# [Given exercise]
Which lines in the material below contain the word "cable"? Report each of those lines in full.

# [Input for this task]
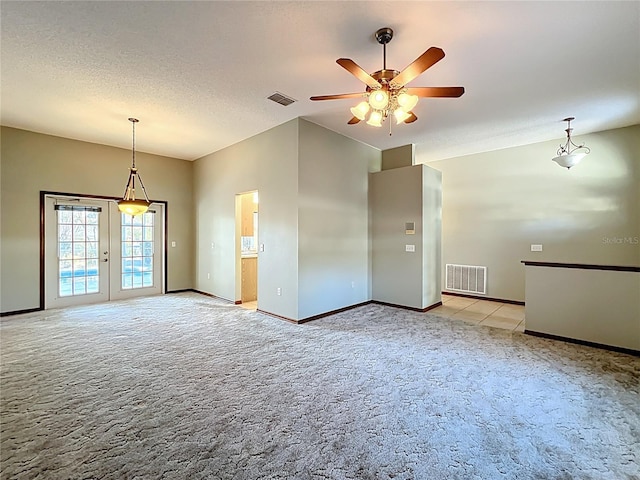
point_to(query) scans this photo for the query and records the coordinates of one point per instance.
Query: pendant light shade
(566, 156)
(129, 204)
(379, 99)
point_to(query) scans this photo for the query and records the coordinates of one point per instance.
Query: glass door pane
(137, 250)
(76, 252)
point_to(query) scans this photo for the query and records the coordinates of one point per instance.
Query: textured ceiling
(197, 74)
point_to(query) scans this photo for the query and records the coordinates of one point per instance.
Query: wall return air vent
(281, 99)
(466, 278)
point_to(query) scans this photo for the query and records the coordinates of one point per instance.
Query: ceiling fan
(386, 92)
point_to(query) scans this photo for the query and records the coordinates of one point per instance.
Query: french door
(95, 253)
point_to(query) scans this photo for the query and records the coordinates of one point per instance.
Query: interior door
(76, 251)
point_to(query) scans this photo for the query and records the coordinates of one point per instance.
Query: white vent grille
(281, 99)
(466, 278)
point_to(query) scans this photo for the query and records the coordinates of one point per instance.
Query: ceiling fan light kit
(566, 156)
(129, 204)
(386, 91)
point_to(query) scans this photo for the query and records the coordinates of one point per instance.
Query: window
(137, 250)
(78, 262)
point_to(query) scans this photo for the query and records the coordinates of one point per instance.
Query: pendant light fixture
(566, 156)
(129, 204)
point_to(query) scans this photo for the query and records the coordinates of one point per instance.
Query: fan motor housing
(384, 35)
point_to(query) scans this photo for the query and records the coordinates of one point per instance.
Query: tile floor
(479, 312)
(482, 312)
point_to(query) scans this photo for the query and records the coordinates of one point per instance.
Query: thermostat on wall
(410, 228)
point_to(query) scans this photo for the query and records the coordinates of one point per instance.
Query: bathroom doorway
(247, 223)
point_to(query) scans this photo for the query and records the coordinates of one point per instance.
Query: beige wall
(333, 254)
(599, 306)
(33, 162)
(312, 185)
(398, 196)
(267, 162)
(496, 204)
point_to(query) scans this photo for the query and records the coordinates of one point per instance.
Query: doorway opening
(247, 249)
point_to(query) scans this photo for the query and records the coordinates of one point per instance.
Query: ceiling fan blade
(436, 91)
(412, 118)
(337, 97)
(419, 65)
(353, 68)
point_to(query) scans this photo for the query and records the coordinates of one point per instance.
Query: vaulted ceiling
(198, 73)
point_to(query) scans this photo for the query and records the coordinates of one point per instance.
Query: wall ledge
(583, 266)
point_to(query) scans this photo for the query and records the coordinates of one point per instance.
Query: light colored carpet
(186, 386)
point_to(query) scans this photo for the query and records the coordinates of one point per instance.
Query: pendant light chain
(133, 141)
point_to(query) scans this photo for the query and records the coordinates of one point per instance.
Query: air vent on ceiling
(281, 99)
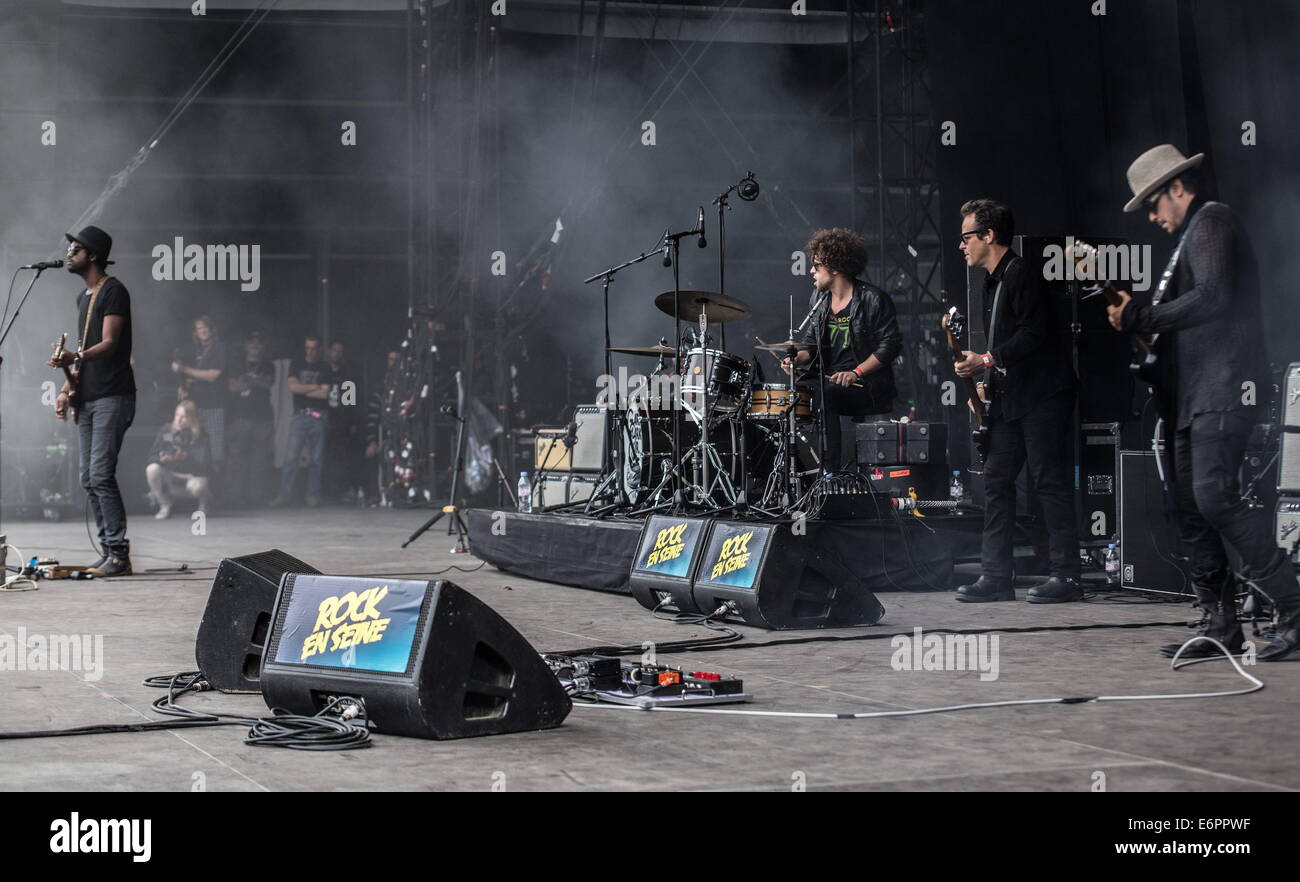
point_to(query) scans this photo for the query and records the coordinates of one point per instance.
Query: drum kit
(702, 432)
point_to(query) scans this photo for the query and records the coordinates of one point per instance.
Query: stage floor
(148, 625)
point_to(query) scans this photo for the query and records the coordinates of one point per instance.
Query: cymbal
(779, 347)
(690, 303)
(658, 349)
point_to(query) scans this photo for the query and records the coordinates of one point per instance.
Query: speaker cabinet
(237, 619)
(768, 576)
(424, 658)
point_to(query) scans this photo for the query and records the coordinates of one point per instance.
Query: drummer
(853, 333)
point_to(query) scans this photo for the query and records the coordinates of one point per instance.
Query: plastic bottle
(1112, 561)
(525, 492)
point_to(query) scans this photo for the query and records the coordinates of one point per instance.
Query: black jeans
(1040, 440)
(841, 401)
(1210, 510)
(103, 424)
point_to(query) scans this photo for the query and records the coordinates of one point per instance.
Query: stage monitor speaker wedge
(424, 658)
(767, 575)
(237, 619)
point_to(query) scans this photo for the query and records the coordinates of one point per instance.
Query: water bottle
(1112, 563)
(525, 493)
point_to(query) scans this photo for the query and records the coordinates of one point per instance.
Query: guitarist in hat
(104, 392)
(1208, 333)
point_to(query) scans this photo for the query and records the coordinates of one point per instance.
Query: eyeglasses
(1152, 203)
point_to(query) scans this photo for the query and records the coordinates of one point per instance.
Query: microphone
(748, 187)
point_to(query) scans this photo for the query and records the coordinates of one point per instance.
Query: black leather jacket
(874, 324)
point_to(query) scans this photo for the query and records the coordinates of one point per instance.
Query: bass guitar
(954, 325)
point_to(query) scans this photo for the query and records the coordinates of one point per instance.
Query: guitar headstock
(954, 323)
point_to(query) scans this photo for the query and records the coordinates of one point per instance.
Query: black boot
(118, 563)
(984, 589)
(1218, 600)
(1281, 588)
(103, 558)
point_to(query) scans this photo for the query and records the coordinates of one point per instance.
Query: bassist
(1030, 387)
(1209, 336)
(104, 393)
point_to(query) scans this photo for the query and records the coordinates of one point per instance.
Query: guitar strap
(90, 311)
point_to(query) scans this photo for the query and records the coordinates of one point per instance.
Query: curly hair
(839, 250)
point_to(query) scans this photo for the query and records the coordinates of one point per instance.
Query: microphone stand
(614, 427)
(13, 320)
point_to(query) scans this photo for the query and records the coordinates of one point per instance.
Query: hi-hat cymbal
(780, 347)
(690, 303)
(658, 349)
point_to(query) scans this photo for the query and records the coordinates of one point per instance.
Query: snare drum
(722, 376)
(771, 401)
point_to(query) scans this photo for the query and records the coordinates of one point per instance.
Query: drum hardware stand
(614, 426)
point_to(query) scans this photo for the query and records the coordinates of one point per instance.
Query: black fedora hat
(95, 241)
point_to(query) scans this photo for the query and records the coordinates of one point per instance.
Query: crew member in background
(852, 338)
(105, 390)
(1212, 336)
(204, 384)
(251, 431)
(1030, 387)
(180, 461)
(308, 381)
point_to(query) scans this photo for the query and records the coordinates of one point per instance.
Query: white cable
(1256, 687)
(12, 583)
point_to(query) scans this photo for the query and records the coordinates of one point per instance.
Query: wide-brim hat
(1155, 168)
(95, 241)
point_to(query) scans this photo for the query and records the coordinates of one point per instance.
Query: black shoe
(1218, 600)
(103, 558)
(117, 565)
(984, 591)
(1282, 589)
(1056, 591)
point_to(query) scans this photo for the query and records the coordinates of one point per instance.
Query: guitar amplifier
(1291, 397)
(1149, 553)
(1288, 462)
(913, 442)
(1287, 523)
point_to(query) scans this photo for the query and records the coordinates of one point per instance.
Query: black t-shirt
(310, 375)
(112, 375)
(839, 342)
(209, 396)
(252, 402)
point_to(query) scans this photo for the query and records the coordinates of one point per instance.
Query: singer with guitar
(1204, 328)
(1028, 384)
(102, 388)
(852, 338)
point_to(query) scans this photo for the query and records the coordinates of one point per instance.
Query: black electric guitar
(70, 375)
(1147, 364)
(954, 325)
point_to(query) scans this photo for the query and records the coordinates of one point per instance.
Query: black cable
(281, 729)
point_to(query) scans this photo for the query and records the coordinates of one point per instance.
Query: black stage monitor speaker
(772, 578)
(664, 566)
(424, 658)
(1149, 552)
(235, 623)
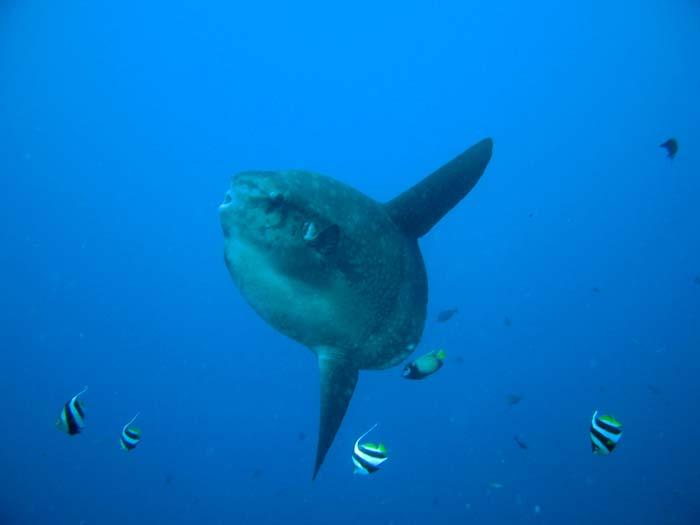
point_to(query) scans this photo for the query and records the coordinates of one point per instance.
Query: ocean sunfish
(337, 271)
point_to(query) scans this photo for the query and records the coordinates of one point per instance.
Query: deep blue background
(120, 125)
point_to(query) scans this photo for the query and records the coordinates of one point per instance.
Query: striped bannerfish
(131, 436)
(605, 433)
(72, 417)
(367, 456)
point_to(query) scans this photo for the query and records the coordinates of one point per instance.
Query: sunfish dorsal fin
(419, 208)
(338, 379)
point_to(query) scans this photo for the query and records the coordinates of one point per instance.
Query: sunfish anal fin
(338, 379)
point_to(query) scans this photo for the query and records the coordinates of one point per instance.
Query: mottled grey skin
(355, 293)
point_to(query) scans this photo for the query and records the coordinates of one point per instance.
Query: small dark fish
(446, 315)
(425, 365)
(520, 442)
(671, 147)
(513, 399)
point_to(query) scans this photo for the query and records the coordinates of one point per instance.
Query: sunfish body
(337, 271)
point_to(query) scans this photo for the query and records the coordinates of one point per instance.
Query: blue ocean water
(120, 126)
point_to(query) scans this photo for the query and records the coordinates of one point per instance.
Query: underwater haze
(574, 264)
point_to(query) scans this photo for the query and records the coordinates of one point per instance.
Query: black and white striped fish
(72, 417)
(131, 436)
(606, 431)
(367, 457)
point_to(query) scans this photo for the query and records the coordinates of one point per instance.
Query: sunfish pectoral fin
(338, 379)
(419, 208)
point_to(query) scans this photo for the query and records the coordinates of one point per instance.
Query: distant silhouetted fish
(520, 442)
(671, 147)
(513, 399)
(446, 315)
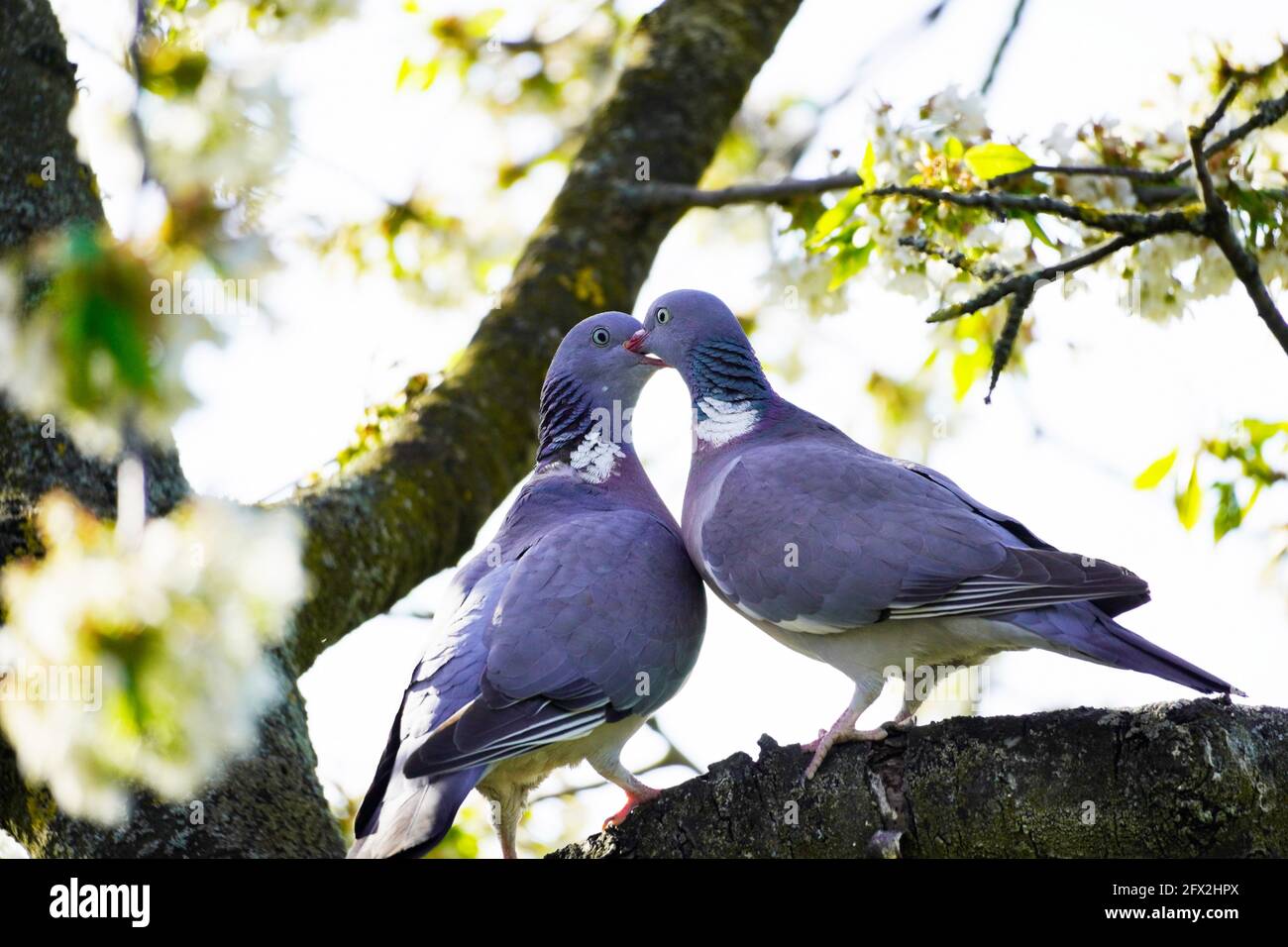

# [Output for this exercise]
Query: white cable
Query: black cable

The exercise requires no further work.